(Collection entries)
>>>>>

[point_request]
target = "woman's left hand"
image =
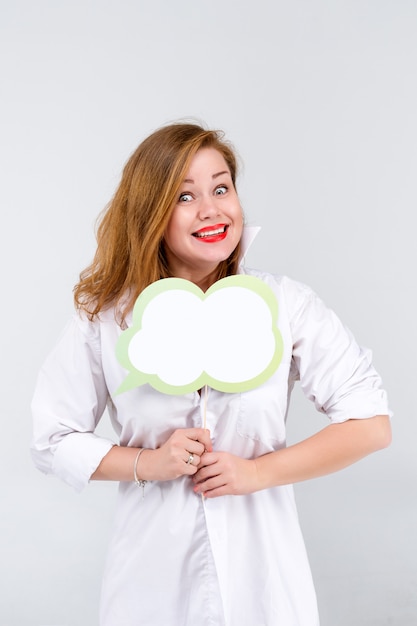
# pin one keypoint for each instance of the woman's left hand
(221, 473)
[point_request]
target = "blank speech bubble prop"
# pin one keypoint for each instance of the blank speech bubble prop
(183, 339)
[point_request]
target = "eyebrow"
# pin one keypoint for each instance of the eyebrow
(190, 180)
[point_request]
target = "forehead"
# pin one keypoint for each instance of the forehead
(207, 162)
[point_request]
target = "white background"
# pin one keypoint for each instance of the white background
(320, 99)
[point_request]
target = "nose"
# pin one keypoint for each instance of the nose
(208, 208)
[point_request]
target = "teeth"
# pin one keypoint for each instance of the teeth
(210, 233)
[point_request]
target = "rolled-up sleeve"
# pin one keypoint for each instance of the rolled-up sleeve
(334, 371)
(69, 400)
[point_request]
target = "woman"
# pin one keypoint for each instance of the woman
(234, 556)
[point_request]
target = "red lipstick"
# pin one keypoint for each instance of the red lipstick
(212, 234)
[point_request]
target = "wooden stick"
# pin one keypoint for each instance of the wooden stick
(205, 406)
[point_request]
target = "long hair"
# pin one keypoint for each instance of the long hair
(130, 252)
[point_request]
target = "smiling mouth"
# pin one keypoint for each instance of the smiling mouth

<<<<<

Pull every line containing "smiling" out of the records.

target = "smiling mouth"
# pin one keypoint for each instance of the smiling mouth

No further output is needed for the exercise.